===== Task inputs

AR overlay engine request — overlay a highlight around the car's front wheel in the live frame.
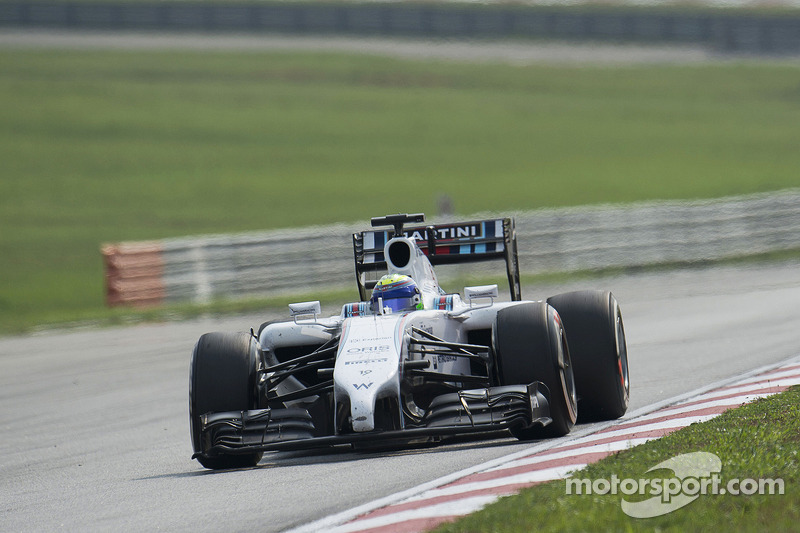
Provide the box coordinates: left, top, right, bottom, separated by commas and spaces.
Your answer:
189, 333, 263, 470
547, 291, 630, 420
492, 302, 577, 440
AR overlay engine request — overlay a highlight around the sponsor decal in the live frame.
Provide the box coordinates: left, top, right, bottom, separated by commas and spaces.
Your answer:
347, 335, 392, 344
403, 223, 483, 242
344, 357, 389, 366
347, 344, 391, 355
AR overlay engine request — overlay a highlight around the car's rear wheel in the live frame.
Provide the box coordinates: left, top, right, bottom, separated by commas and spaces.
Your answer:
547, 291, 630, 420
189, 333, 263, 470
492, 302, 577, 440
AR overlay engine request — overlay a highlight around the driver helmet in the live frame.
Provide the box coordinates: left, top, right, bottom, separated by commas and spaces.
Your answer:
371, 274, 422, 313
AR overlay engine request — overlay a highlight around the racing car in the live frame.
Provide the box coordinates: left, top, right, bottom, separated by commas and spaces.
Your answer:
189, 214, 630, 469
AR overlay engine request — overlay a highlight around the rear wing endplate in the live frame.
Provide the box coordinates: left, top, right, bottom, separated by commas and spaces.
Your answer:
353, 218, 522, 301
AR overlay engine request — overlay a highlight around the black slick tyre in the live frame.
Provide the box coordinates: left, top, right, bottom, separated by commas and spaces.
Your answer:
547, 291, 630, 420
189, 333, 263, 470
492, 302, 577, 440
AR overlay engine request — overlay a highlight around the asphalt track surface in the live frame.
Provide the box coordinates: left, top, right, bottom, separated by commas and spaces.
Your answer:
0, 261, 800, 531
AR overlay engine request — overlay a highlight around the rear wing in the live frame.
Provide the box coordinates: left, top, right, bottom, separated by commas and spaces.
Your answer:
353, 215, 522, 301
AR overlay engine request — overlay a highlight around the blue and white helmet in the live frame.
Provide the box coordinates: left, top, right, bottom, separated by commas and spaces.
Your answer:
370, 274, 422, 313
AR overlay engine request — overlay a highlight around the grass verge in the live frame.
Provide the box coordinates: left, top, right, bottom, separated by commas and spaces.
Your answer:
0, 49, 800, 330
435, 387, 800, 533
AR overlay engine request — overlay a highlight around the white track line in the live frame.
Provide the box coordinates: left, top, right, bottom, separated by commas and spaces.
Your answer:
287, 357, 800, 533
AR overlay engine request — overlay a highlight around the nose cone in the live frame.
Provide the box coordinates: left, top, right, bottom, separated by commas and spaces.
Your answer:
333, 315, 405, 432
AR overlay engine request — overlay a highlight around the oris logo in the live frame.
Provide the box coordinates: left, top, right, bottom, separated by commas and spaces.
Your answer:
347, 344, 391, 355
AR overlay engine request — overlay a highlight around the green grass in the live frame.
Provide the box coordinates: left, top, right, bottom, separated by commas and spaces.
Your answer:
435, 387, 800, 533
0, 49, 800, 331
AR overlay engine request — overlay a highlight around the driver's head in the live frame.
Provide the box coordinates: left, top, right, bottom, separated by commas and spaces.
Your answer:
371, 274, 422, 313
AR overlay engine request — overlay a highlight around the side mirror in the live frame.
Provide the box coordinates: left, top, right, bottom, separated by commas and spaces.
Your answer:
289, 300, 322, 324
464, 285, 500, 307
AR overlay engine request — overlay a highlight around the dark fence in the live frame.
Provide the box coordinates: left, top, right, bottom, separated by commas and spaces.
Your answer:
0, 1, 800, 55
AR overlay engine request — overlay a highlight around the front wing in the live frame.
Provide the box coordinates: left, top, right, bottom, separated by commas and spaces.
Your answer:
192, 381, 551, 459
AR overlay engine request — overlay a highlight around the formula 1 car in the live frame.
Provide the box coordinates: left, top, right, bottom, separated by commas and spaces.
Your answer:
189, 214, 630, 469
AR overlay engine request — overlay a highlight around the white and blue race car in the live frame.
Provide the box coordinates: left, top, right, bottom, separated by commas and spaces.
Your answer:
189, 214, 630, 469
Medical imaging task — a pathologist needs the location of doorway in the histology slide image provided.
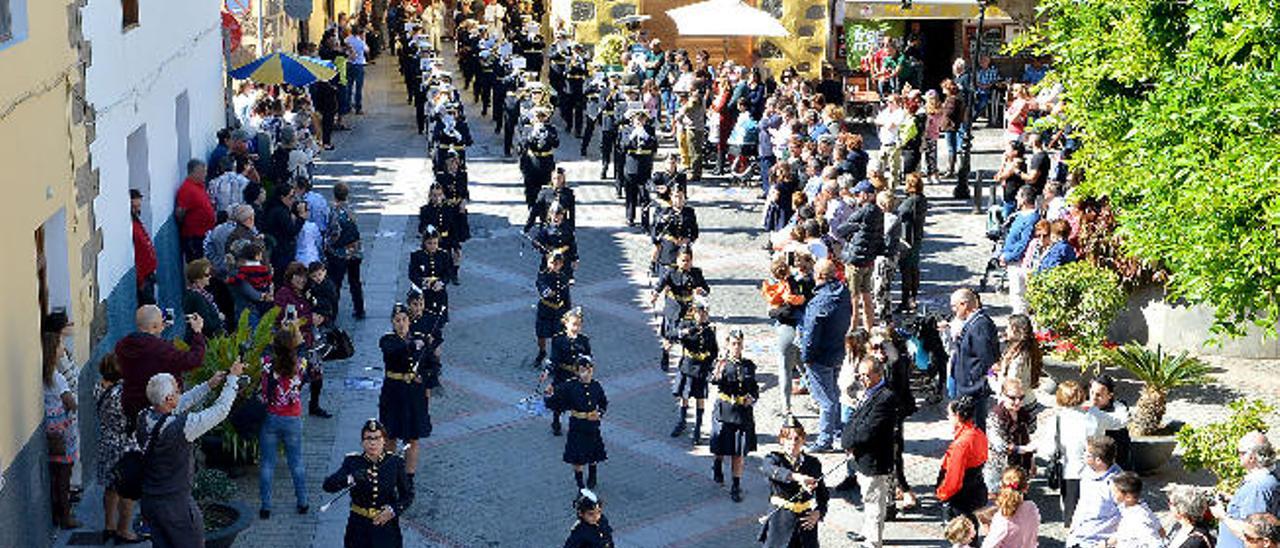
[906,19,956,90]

==========

Requirements
How many lines of the entries above contain the string "track"? Give only the number.

Full answer
2